Gather every line of the data below that contains the word "separate".

*-*-*

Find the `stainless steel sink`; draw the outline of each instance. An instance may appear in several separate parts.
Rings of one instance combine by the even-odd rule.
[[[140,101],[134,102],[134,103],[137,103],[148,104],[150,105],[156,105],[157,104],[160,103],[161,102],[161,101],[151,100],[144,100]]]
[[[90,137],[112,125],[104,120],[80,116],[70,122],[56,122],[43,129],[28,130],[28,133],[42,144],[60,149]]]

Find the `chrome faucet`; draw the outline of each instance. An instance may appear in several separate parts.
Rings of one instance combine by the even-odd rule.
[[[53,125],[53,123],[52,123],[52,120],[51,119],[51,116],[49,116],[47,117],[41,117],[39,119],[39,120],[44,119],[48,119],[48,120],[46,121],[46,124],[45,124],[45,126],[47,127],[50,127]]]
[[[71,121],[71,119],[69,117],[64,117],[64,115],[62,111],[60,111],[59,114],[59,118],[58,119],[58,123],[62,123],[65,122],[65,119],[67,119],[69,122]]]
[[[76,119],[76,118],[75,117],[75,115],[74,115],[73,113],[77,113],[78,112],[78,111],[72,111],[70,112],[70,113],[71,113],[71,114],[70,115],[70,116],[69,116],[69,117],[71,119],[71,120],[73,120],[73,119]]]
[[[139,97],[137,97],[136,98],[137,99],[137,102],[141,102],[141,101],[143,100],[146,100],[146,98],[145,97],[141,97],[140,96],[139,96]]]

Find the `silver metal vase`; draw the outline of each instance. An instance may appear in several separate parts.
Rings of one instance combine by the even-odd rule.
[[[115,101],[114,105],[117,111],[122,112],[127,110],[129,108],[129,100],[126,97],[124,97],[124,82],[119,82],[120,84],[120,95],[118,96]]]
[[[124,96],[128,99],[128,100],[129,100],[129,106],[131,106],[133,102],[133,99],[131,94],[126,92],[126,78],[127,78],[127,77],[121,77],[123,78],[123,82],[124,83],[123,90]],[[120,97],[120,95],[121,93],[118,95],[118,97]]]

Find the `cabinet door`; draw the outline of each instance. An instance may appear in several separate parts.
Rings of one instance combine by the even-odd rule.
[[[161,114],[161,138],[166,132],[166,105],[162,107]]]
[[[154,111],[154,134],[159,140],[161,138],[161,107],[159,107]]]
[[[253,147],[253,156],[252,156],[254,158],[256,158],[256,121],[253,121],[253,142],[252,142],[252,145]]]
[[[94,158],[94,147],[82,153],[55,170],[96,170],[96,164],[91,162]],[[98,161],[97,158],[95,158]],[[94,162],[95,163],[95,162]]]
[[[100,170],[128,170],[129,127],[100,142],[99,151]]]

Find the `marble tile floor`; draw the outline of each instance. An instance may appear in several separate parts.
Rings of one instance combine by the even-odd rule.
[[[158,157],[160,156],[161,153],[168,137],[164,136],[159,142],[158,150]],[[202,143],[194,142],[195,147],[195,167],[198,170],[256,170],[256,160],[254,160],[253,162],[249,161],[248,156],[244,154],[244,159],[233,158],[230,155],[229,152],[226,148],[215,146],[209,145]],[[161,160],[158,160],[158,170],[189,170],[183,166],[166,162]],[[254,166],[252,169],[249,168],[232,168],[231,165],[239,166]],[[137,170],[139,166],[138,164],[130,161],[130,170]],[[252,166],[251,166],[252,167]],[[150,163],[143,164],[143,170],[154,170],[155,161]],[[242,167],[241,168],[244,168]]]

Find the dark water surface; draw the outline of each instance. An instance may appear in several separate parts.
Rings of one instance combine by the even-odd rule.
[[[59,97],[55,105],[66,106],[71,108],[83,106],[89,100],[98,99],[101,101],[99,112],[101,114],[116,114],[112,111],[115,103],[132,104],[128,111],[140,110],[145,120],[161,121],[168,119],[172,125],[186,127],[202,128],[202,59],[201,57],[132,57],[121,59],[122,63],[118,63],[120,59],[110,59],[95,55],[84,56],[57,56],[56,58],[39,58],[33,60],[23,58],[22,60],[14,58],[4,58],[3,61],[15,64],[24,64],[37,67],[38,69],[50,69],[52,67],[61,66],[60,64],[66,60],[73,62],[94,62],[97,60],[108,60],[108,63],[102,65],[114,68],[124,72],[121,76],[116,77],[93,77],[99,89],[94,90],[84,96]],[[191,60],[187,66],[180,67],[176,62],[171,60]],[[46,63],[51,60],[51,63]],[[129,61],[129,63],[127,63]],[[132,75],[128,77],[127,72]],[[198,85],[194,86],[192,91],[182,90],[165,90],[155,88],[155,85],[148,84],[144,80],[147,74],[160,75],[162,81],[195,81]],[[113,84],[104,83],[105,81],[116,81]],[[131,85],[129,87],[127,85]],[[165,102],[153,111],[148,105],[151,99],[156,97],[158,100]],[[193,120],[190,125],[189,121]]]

*-*-*

Full output
Find the `stainless steel sink`; draw the outline of each instance. An instance may appear in several separate parts.
Find the `chrome faucet`; draw the outline of each instance. An instance may appear in several separate parts.
Find the `silver metal vase`; draw the outline of each instance. An instance may appear in several separate parts.
Find the `cabinet door`; draw the outline of each instance. An instance may appear in several separate parts.
Find the `marble tile floor`; draw the outline of each instance. An instance may appear in several separate parts.
Find the dark water surface; draw the outline of each instance. An instance may appear in several separate parts.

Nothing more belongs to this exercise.